### EXCERPTED PASSAGE
++++++++
International Horror Film Review: Manhattan Baby (dir by Lucio Fulci)


https://www.youtube.com/watch?v=_eikqn9OCGo

“Manhattan, baby!”

That’s what a friend of mine yelled a few years ago.  Jack was a choreographer who had just received a call from someone in New York City, offering him the chance to come work on an off-Broadway show.  He accepted, of course and then he hugged everyone who had been standing nearby, listening to the call.

“Manhattan, baby!” he shouted.

Now, the show itself didn’t really work out but Jack did get a trip to Manhattan out of it and really, I think that’s what everyone was excited about.  No matter how many bad things you may hear about New York City, it’s hard not to get excited when you hear the word Manhattan.  For many, Manhattan represents culture, sophistication, and wealth.  For others, Manhattan represents crime, inequity, and alienation.  Across the world, Manhattan stands for everything that is both good and bad about America.  Just the word Manhattan carries a power to it.  You would never get excited if someone announced that they had gotten a job in Minnesota, for instance.  If Jack had shouted, “Minnesota, baby!,” we all would have been concerned about him.  Minnesota?  Who gives a fuck?  But Manhattan …. Manhattan has power, baby!
++++++++
### EXERCISE REQUIREMENTS
From the Manhattan Baby review above, reproduce word for word the passage that opens with the words containing "That’s what a" and closes with "to the call.".
++++++++
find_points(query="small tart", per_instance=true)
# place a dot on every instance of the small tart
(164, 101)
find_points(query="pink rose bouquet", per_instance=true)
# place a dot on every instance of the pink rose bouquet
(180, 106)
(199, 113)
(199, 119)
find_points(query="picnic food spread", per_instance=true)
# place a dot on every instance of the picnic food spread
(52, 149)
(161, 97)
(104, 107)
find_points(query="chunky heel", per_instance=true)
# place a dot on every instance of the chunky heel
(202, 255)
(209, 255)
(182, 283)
++++++++
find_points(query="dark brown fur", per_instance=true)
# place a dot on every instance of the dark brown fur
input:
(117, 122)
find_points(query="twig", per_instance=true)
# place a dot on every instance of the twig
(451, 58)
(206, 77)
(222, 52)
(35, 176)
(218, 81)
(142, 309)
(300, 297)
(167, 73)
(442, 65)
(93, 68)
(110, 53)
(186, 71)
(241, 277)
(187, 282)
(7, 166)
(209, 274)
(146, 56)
++++++++
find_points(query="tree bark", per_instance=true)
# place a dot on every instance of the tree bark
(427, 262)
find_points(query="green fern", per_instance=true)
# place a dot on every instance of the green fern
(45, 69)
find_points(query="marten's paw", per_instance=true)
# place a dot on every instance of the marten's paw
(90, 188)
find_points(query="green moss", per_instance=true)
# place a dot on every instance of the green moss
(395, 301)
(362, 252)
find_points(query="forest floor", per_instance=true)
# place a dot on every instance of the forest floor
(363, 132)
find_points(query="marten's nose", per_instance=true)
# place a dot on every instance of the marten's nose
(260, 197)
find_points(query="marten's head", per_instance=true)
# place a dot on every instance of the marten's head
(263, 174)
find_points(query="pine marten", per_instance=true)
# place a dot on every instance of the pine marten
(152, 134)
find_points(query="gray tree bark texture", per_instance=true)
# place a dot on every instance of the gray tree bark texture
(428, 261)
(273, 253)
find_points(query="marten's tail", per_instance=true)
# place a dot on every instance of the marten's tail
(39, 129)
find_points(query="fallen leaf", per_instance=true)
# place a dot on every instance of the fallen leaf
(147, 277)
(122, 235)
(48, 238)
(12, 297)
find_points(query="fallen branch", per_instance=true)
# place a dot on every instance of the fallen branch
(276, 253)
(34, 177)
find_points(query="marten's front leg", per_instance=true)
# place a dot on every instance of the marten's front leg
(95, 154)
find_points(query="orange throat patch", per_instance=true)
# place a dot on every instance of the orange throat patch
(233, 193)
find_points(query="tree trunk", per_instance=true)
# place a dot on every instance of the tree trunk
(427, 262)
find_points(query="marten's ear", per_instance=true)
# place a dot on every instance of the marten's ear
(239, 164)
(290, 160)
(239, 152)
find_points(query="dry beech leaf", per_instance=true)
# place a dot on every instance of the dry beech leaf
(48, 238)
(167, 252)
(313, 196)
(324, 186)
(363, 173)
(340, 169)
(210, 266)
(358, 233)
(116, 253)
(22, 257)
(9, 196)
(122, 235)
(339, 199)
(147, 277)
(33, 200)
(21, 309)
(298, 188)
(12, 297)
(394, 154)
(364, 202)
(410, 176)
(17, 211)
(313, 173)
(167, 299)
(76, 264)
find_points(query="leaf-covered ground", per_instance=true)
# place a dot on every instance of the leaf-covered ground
++++++++
### TASK RESPONSE
That’s what a friend of mine yelled a few years ago.  Jack was a choreographer who had just received a call from someone in New York City, offering him the chance to come work on an off-Broadway show.  He accepted, of course and then he hugged everyone who had been standing nearby, listening to the call.